What the exercise asks: Reproduce every line of the records below word for word, keeping their original order.

Coordinate labeling data
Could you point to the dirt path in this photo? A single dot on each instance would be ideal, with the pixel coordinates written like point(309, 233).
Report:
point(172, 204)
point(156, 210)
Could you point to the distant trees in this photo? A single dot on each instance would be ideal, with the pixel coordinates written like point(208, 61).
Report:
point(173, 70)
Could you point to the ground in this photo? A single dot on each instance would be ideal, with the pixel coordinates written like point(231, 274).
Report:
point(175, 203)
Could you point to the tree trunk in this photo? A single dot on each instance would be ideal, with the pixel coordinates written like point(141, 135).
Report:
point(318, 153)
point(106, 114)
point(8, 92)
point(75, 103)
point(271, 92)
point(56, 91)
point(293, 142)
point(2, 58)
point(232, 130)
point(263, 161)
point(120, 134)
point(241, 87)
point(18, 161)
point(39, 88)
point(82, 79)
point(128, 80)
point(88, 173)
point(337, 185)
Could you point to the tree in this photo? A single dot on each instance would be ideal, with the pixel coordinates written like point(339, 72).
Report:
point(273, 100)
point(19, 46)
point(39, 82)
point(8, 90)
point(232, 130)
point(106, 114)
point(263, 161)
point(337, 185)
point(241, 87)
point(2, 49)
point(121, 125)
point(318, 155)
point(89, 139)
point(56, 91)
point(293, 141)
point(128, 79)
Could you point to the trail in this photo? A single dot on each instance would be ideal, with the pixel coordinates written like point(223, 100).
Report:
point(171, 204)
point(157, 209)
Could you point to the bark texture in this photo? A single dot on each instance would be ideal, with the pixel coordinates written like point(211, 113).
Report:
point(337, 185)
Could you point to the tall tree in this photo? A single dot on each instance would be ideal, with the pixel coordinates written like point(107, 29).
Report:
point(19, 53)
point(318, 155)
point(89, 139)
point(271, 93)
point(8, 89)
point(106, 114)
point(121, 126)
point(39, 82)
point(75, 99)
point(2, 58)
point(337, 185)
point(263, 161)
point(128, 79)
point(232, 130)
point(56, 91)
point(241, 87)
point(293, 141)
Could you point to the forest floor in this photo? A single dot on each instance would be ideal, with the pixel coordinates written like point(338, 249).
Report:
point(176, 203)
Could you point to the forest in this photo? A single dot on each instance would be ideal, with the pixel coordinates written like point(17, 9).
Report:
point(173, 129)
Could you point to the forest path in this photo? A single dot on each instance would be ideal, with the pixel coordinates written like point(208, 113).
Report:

Finished exercise:
Could you point to the dirt path in this photo? A single dot on each instance would be ideal, with the pixel coordinates written like point(309, 233).
Report:
point(172, 204)
point(156, 210)
Could you point to the distant trees in this photo? A single dot on each instance would be ideal, with the pixel coordinates written like point(208, 61).
Report:
point(173, 70)
Could you point to the ground in this photo? A single dot on each instance would be ideal, with the pixel coordinates written like point(231, 274).
Report:
point(175, 203)
Could you point to the tree trunk in this photo? A single dot on each instance would be ideal, with the pixel coordinates written like point(141, 135).
Report:
point(318, 153)
point(106, 114)
point(8, 92)
point(75, 103)
point(271, 92)
point(56, 91)
point(293, 142)
point(2, 58)
point(232, 130)
point(263, 161)
point(120, 134)
point(241, 87)
point(18, 161)
point(39, 88)
point(82, 79)
point(128, 80)
point(88, 173)
point(337, 185)
Could you point to the tree in this photo? A single dot on each instance would be ideal, with the pixel coordinates written like point(339, 72).
Report:
point(273, 100)
point(19, 46)
point(39, 82)
point(8, 90)
point(232, 130)
point(106, 114)
point(263, 161)
point(337, 185)
point(241, 87)
point(2, 49)
point(121, 125)
point(318, 155)
point(89, 139)
point(56, 91)
point(293, 141)
point(128, 79)
Could you point to the trail in this photo? A single dot on each instance would be ideal, with the pixel coordinates written like point(223, 100).
Report:
point(171, 204)
point(157, 209)
Could you point to the bark texture in this photo? A single dot on each instance would be ideal, with the pixel coordinates written like point(211, 113).
Report:
point(337, 185)
Could you point to the tall tree in this photo? A single dot on each instance would be ideal, with the pixel coordinates written like point(107, 29).
Report:
point(19, 53)
point(318, 155)
point(89, 139)
point(271, 93)
point(8, 89)
point(106, 114)
point(121, 126)
point(39, 82)
point(75, 99)
point(2, 58)
point(337, 185)
point(263, 161)
point(128, 79)
point(232, 130)
point(56, 91)
point(241, 87)
point(293, 141)
Could you point to the forest floor in this photo? A single dot on each instance would be ideal, with the pixel coordinates written like point(338, 249).
Report:
point(176, 203)
Could you point to the forest in this photo? A single dot on each instance would be ideal, with the pixel coordinates written like point(17, 9).
Report:
point(173, 129)
Could you point to the forest path in this photo? A single dot on each instance would be ideal, with the pixel coordinates written like point(208, 113).
Report:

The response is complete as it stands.